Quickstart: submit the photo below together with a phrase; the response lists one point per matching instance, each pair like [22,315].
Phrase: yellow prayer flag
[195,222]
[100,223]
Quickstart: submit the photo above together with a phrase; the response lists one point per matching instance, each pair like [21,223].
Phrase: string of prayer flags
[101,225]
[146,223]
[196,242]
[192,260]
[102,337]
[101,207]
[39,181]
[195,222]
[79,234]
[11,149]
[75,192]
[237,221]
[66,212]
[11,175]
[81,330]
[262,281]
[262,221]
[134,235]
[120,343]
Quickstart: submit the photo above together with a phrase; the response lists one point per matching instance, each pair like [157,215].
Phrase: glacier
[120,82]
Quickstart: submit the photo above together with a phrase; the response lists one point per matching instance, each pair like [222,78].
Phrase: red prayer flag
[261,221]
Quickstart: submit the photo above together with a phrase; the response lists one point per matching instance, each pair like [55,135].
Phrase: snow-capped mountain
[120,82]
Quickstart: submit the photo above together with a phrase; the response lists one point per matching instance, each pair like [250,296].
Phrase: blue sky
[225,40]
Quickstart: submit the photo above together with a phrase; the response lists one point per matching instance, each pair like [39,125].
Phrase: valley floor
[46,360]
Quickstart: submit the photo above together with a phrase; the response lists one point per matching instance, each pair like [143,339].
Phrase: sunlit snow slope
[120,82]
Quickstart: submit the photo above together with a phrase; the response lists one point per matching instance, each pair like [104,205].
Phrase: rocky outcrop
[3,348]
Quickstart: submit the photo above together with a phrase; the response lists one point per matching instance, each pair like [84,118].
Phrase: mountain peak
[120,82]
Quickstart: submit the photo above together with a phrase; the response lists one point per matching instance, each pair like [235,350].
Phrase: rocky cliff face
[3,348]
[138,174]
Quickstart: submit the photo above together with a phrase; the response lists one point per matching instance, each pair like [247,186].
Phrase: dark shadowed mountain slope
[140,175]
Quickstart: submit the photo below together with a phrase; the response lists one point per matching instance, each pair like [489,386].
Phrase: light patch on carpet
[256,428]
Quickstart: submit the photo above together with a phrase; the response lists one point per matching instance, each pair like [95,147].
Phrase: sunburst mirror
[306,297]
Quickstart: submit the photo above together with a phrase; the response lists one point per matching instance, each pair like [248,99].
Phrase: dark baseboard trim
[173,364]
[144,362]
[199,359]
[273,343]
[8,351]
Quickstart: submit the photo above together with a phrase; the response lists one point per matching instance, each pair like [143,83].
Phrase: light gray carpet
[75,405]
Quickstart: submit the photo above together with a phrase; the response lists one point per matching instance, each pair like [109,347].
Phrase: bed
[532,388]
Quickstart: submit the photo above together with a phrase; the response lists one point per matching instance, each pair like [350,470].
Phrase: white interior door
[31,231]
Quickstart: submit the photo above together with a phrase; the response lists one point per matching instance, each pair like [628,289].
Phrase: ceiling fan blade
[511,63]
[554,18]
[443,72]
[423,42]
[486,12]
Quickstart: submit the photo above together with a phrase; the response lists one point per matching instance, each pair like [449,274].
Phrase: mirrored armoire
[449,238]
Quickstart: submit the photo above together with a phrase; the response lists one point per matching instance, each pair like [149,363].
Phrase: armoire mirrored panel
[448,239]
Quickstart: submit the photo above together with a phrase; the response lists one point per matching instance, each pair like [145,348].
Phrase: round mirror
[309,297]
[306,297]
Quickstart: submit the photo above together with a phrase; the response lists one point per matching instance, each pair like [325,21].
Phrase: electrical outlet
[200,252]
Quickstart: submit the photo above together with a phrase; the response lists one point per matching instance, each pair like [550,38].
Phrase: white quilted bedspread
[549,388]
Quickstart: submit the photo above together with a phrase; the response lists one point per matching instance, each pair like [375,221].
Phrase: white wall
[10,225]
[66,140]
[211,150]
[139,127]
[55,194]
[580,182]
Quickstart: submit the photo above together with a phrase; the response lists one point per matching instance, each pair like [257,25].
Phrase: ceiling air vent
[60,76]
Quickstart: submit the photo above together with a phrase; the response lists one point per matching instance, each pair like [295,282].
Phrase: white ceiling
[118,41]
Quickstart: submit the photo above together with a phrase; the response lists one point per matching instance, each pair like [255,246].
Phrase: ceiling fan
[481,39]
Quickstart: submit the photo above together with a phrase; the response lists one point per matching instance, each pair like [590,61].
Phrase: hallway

## [EXERCISE AIM]
Give the data again starting at the line that contains "pair like [350,470]." and ending at the end of the data, with "armoire" changed to "wardrobe" and nothing else altered.

## [CORRECT RESPONSE]
Quickstart: submit the photo above together with a phrase; the response lists one point per matching instance, each pair like [350,470].
Phrase: white interior door
[31,231]
Quickstart: submit the photo above together with a phrase; the response lists one point per matching instance, each pair like [628,289].
Phrase: ceiling fan blade
[511,63]
[554,18]
[443,72]
[423,42]
[486,12]
Quickstart: submit the photo above together with a phrase; the response lists one point per matching instance, each pair like [449,274].
Phrase: mirrored wardrobe
[449,238]
Quickstart: submit the photo above together with a phrase; the response lists one point per matching instance, each pair like [149,363].
Phrase: wardrobe mirrored panel
[448,239]
Quickstart: submit the photo above together with a phrase; the response lists one point per matching instance, each pair like [145,348].
Phrase: round mirror
[309,297]
[306,297]
Quickstart: submit the photo above together with a phrase; the response lists one point per matching instance, each pair like [325,21].
Phrase: electrical outlet
[200,252]
Quickstart: submit the photo above together with a phrase; the response lists one point per matching instance, each pair like [550,38].
Phrase: white quilted bedspread
[549,388]
Quickstart: submit the photo above together with a phrase; the response lists one point per matching instance, each pair like [375,221].
Phrase: white wall
[10,225]
[66,140]
[211,150]
[139,127]
[55,194]
[580,182]
Quickstart: submit the photo above together with a phrase; the response lists one point per matching instance, each pair like [257,25].
Phrase: ceiling air vent
[60,76]
Quickstart: submit the photo above together with a phrase; the response lists one point per matching instance, each pair like [295,282].
Phrase: white ceiling
[118,41]
Quickstart: submit the photo above together with a phrase; the response lists one point per matching instance, each pair like [255,246].
Phrase: ceiling fan
[481,39]
Quickstart: submit the photo above together with a phrase; the response lists one point per matching instance, each pair like [590,61].
Phrase: hallway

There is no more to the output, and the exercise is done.